(Bounding box annotation entries)
──────────────────────────────

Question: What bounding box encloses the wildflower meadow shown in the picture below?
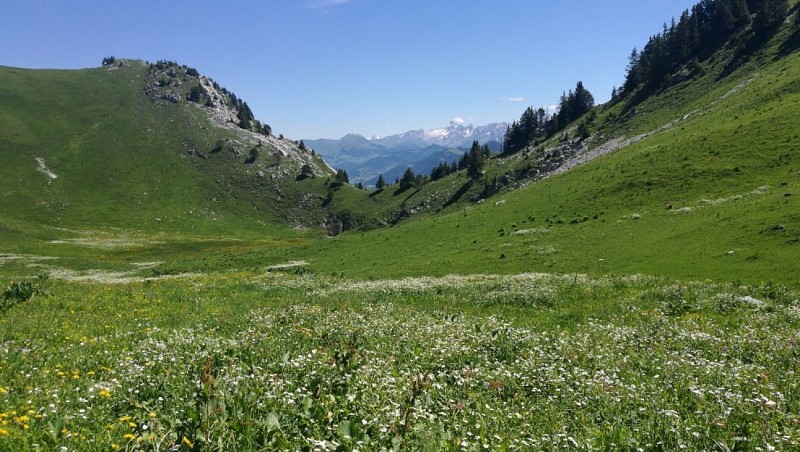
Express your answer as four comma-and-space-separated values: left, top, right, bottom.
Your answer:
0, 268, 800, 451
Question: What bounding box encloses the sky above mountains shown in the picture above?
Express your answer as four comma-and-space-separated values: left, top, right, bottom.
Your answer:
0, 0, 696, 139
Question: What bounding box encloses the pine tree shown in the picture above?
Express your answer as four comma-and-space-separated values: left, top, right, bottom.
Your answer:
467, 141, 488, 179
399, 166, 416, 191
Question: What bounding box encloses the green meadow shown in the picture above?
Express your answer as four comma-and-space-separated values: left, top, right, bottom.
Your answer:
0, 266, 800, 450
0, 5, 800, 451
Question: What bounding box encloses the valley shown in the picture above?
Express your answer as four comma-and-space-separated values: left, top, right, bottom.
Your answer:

──────────────────────────────

**What this task involves:** Locate each line above that contains the word "meadow" and copy those lines.

**Answer below:**
Question: What bounding box encloses the wildflower meadow shown in the picture below?
Question: What bounding box encloses the green meadow shown in the picture above?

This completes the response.